Listed records START

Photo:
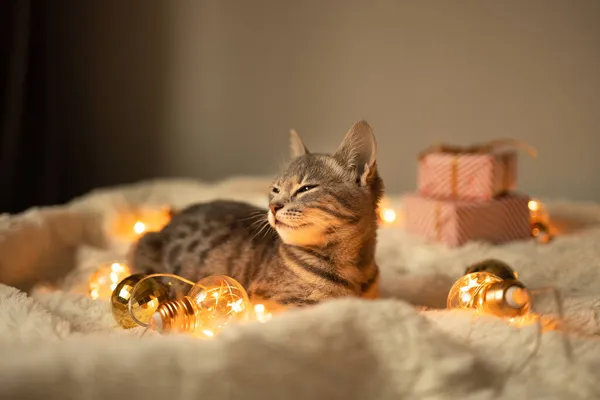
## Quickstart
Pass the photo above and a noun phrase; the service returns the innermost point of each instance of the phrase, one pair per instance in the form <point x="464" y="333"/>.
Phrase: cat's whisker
<point x="262" y="229"/>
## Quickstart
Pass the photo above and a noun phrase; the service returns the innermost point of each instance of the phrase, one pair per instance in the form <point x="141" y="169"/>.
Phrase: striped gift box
<point x="456" y="222"/>
<point x="474" y="176"/>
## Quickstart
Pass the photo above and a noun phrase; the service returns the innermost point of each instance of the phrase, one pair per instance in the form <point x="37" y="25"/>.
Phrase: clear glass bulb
<point x="490" y="294"/>
<point x="213" y="303"/>
<point x="106" y="278"/>
<point x="466" y="292"/>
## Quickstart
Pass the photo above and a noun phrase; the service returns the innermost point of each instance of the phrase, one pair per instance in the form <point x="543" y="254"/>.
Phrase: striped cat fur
<point x="315" y="242"/>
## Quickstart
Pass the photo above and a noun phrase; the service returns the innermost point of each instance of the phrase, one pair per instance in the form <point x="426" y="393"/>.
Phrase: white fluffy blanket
<point x="55" y="342"/>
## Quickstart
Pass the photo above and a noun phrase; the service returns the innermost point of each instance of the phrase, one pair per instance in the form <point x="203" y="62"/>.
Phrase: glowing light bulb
<point x="131" y="224"/>
<point x="106" y="278"/>
<point x="213" y="303"/>
<point x="488" y="293"/>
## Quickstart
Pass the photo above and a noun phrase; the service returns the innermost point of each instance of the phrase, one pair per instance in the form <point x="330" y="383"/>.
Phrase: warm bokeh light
<point x="213" y="303"/>
<point x="538" y="212"/>
<point x="130" y="225"/>
<point x="386" y="213"/>
<point x="106" y="279"/>
<point x="488" y="293"/>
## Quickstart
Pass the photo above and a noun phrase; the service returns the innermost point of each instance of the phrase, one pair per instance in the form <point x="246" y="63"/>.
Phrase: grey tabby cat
<point x="320" y="239"/>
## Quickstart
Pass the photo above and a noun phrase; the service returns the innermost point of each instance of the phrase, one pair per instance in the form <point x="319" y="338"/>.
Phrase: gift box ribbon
<point x="484" y="148"/>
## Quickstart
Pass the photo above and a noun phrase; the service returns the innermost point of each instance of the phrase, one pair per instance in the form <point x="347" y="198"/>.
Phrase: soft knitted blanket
<point x="56" y="342"/>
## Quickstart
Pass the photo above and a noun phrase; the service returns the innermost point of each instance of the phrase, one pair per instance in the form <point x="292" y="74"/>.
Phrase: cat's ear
<point x="297" y="147"/>
<point x="358" y="152"/>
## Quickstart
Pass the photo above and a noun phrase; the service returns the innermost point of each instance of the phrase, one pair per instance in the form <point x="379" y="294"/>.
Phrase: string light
<point x="106" y="278"/>
<point x="149" y="295"/>
<point x="488" y="293"/>
<point x="212" y="303"/>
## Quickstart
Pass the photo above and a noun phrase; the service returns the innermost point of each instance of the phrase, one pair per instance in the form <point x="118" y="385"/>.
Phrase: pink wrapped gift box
<point x="469" y="176"/>
<point x="455" y="222"/>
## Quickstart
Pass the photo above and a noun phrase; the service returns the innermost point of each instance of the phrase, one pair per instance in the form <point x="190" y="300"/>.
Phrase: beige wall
<point x="212" y="88"/>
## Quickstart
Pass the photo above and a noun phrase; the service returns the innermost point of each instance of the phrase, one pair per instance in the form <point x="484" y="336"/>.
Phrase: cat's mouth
<point x="279" y="224"/>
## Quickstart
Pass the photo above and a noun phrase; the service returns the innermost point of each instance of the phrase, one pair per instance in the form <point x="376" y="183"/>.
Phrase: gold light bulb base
<point x="175" y="316"/>
<point x="507" y="298"/>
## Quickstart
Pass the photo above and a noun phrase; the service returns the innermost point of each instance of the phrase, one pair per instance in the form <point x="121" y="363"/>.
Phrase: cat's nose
<point x="275" y="207"/>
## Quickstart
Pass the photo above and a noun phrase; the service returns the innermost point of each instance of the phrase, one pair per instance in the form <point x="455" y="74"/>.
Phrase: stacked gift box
<point x="468" y="194"/>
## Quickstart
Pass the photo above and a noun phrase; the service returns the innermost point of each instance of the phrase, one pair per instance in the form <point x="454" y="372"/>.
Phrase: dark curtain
<point x="29" y="142"/>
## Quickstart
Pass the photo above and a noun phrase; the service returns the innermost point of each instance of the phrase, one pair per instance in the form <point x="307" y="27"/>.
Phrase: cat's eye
<point x="306" y="188"/>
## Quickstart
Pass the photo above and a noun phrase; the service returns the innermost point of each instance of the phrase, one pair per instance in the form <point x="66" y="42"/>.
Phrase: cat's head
<point x="321" y="197"/>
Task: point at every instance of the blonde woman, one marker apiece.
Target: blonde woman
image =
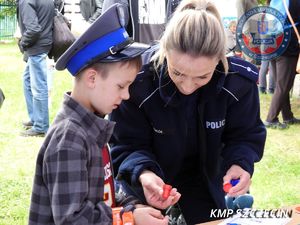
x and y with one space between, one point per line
192 121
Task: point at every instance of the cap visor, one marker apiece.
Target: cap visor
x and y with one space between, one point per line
131 51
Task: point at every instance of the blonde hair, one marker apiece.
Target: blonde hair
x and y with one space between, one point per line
195 28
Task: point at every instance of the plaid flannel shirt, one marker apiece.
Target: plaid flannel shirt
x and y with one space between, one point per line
69 176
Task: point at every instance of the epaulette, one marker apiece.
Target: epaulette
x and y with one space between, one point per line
244 68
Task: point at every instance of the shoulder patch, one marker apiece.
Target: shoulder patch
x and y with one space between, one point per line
244 68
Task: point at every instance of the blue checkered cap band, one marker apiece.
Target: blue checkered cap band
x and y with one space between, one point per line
106 40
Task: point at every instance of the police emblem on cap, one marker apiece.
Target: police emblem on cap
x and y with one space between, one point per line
106 40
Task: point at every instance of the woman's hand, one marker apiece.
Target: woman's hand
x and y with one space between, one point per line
153 190
236 172
147 215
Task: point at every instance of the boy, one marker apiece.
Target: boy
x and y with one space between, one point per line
73 182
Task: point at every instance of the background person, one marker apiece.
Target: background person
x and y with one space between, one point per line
284 71
73 181
182 123
36 21
147 18
231 37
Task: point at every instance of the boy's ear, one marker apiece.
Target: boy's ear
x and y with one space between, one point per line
90 78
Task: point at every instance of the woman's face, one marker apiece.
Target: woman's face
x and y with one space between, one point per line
189 72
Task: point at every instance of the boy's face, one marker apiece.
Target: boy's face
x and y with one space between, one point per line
109 92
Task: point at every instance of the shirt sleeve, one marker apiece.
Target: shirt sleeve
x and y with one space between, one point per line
66 175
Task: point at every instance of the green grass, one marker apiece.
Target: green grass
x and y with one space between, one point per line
276 181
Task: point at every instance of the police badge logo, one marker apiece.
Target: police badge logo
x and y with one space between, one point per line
263 33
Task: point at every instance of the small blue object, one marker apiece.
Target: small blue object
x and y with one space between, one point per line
234 182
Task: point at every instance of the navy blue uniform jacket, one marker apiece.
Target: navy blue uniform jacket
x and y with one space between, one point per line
151 131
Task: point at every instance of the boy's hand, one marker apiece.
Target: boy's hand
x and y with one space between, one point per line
153 191
236 172
148 215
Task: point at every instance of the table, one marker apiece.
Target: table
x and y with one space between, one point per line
295 217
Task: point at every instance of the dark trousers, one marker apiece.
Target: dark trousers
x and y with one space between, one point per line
284 71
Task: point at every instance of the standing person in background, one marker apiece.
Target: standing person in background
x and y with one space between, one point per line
182 124
147 18
242 7
284 71
82 13
231 37
36 21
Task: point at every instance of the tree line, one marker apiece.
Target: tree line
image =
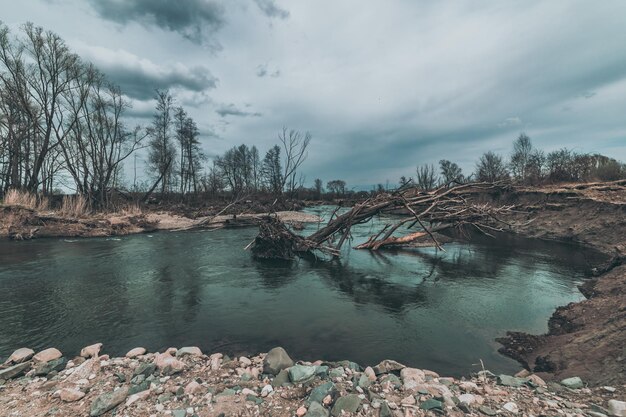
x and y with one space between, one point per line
525 165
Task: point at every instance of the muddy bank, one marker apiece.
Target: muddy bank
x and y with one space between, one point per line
20 223
586 339
185 382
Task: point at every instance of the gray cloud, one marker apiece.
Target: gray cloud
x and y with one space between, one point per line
196 20
270 9
262 70
139 77
232 110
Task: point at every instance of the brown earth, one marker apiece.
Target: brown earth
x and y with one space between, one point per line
585 339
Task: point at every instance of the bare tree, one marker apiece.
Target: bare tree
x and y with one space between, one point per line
426 178
491 168
450 173
295 146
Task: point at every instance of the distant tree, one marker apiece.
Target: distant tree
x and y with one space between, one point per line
318 187
426 178
162 153
491 168
404 180
272 171
295 146
337 187
450 172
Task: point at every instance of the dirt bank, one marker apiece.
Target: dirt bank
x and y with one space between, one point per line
185 382
586 339
19 223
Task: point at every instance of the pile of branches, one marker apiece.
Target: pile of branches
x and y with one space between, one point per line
429 212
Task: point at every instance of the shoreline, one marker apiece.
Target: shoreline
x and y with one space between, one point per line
557 215
185 382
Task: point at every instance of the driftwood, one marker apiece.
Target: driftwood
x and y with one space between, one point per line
443 208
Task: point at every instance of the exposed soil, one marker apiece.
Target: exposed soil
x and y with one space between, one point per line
586 339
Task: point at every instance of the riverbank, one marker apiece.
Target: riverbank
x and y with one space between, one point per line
585 339
185 382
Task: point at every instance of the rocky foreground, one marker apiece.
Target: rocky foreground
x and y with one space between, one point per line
186 382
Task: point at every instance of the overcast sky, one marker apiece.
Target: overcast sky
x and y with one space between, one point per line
382 85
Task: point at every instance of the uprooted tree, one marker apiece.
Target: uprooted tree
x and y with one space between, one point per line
431 212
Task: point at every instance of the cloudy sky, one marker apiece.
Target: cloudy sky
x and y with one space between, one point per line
382 85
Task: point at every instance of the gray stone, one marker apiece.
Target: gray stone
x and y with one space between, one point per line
145 369
316 410
486 410
385 411
276 360
510 381
350 404
573 383
108 401
44 368
143 386
280 379
321 391
301 373
617 408
431 404
387 366
14 371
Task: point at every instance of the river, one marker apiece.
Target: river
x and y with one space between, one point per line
423 307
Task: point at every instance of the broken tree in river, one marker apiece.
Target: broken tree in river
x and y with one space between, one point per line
429 212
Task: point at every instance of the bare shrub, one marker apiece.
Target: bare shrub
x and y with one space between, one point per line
75 206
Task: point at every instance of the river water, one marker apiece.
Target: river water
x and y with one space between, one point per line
423 307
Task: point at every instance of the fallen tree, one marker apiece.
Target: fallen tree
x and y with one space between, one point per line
444 208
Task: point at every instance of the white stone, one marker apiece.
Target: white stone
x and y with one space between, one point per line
511 407
617 408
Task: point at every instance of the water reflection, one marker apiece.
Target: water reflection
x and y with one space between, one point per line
424 307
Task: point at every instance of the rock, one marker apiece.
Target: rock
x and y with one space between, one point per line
617 408
189 350
387 366
537 381
467 399
321 391
133 353
486 410
145 369
47 355
510 381
301 373
14 371
316 410
108 401
573 383
69 395
91 351
44 368
167 364
412 377
280 379
276 360
431 404
137 397
20 355
194 388
350 404
266 390
369 372
511 407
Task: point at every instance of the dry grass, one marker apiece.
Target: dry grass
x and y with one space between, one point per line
27 200
74 206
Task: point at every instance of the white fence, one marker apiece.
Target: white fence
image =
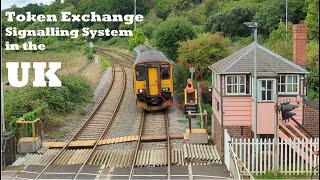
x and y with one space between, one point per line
293 156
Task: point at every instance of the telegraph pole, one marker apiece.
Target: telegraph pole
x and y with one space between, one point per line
135 13
3 129
286 18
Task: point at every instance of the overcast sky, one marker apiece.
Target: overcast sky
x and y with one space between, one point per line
21 3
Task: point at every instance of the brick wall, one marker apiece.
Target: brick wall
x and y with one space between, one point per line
235 131
311 119
218 136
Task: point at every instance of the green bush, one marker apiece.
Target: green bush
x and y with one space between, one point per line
203 51
90 54
136 39
170 33
47 102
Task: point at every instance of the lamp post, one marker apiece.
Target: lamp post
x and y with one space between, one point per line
254 25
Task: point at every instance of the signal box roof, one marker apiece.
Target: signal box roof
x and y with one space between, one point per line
268 62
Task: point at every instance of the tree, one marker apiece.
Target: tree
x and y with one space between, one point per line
313 68
231 21
150 23
169 33
203 51
279 42
136 39
312 20
271 12
165 7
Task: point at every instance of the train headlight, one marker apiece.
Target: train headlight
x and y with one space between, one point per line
141 90
165 89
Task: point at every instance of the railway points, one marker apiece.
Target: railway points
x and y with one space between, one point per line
156 149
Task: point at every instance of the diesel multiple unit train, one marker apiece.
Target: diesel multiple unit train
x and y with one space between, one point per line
152 79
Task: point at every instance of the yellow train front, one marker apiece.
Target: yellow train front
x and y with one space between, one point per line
152 79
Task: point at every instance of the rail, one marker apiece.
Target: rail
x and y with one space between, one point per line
168 150
109 122
85 124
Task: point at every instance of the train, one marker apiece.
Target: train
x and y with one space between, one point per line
152 79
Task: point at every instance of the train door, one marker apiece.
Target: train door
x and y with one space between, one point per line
153 81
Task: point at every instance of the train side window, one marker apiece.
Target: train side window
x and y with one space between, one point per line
165 71
140 73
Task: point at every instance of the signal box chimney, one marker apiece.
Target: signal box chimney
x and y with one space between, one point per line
300 45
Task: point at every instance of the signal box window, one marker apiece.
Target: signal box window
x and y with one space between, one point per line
165 71
288 84
266 90
140 73
237 85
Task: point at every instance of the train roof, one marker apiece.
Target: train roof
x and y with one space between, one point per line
140 49
151 56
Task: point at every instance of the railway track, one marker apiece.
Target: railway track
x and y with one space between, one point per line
149 154
127 60
99 120
145 154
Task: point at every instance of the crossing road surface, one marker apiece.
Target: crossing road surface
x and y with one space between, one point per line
100 172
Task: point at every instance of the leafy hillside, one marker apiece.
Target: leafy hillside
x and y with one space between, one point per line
194 31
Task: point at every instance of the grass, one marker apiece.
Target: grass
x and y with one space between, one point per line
71 62
105 63
271 175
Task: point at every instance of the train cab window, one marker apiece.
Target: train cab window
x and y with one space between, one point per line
165 71
140 73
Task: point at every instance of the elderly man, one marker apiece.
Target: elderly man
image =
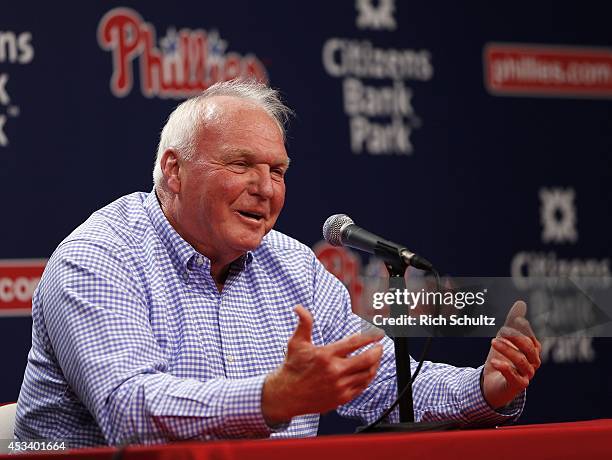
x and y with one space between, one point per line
181 314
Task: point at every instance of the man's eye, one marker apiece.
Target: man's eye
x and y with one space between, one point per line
278 172
239 165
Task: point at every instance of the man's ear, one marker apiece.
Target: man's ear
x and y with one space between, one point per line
170 167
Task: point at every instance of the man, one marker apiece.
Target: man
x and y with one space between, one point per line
181 314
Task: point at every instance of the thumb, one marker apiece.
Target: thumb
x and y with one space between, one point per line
518 310
303 331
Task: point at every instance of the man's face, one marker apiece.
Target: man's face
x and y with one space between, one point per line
232 189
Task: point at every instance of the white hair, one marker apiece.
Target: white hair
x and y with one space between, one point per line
181 129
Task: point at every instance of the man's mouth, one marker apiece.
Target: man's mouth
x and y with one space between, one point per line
251 215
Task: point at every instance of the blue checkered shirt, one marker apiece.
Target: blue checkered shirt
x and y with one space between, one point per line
133 343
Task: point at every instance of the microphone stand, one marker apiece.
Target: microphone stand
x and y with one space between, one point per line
396 267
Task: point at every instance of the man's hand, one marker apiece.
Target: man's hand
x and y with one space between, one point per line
513 359
318 379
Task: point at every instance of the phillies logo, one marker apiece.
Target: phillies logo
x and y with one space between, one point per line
185 63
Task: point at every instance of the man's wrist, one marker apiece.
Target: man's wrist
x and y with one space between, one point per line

Listed records END

Reproduce verbatim only the segment of the listing bounded by the line containing "Target: cloudy sky" and the line containing "Target: gray stone", with both boundary lines included.

Answer space
Target: cloudy sky
x and y with one space between, one point per line
382 85
Task: point at every instance of the gray stone, one marker apiece.
Target: gray stone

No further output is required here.